### [Things to do]
1: From the Live Artery listing, list every dance or movement style that Abby Z and the New Utility are said to draw on.
2: For each statement, say whether the Live Artery listing agrees, and quote the words that settle it.
(a) McKersin Previlus founded Lakaï Dance Theatre.
(b) Radioactive Practice gets its full premiere in 2019.
(c) The Lakaï Dance Theatre showing starts at 2:00 PM.
3: According to the Live Artery listing, why does the Abby Z and the New Utility ensemble explore the conflicts and possibilities that come from aesthetic and cultural collisions?

Live Artery 2019: Studio Showings, Day 3
New York Live Arts
New York Live Arts’ dynamic showcase of new and recent works by Live Arts commissioned artists, the Bill T. Jones/Arnie Zane Company and curated guests is presented during the Association of Performing Arts Professionals’ annual conference and will feature full theater productions, recently premiered works, and new studio presentations.
Monday, January 7th in the Studio will feauture:
12:00 PM (noon) LAKAÏ DANCE THEATRE: The Block: An Afro-Musical (Excerpt)
Founded by McKersin Previlus , Lakaï Dance Theatre showcases The Block: An Afro-Musical with influences of Jazz, Hip-Hop, and Afro-Diasporic styles. As the street becomes a stage for self-reflection, spoken word and musical stories share the realities of an inner city life, including toxic masculinity, racial profiling, and violence.
2:00 PM, ABBY Z AND THE NEW UTILITY: Radioactive Practice (Work-in-Progress)
The ensemble work of Abby Zbikowski’s company, Abby Z and the New Utility, share their newest creation developed from their rigorous physical practice and boundless mental capacities. Drawing on distinct histories in hip-hop, modern dance, West African, Tap, synchronized swimming, ice skating, and House, the corps explores the conflicts and possibilities created from aesthetic and cultural collisions in order to address questions of cultural bias and misunderstanding through form. Abby Z and the New Utility are made up artists from the United States to Senegal to Taiwan, and the unique physical history and knowledge of the artists are brought to the forefront in Radioactive Practice, which will have it’s full premiere at Live Arts in 2020.

### [Data for review]
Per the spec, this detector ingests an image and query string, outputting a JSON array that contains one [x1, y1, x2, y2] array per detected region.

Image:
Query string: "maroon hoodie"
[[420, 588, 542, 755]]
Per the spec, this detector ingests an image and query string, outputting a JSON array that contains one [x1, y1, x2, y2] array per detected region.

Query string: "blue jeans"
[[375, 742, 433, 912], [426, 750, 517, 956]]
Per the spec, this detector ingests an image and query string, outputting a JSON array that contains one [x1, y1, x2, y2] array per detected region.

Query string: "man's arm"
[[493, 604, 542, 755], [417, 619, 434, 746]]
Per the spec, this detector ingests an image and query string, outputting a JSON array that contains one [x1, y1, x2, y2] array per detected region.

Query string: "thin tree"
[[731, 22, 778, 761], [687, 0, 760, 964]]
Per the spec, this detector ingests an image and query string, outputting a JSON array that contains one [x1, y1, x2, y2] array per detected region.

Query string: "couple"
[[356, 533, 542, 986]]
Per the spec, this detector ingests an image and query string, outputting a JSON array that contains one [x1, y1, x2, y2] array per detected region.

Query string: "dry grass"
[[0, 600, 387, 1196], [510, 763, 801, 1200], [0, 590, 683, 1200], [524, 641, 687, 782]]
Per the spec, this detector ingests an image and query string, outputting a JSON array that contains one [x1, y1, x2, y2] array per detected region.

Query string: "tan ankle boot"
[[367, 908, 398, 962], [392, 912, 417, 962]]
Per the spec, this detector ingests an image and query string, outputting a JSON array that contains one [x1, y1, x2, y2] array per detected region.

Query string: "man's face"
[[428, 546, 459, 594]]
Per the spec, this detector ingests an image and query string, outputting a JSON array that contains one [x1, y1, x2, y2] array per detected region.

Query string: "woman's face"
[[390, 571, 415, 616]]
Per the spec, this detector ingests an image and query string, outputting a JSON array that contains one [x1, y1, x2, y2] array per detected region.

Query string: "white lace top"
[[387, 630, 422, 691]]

### [Solutions to each task]
1:
- hip-hop
- modern dance
- West African
- Tap
- synchronized swimming
- ice skating
- House

2:
(a) Yes: "Founded by McKersin Previlus"
(b) No: "full premiere at Live Arts in 2020"
(c) No: "12:00 PM (noon) LAKAÏ DANCE THEATRE"

3: The ensemble explores them to take on questions of cultural bias and misunderstanding through form.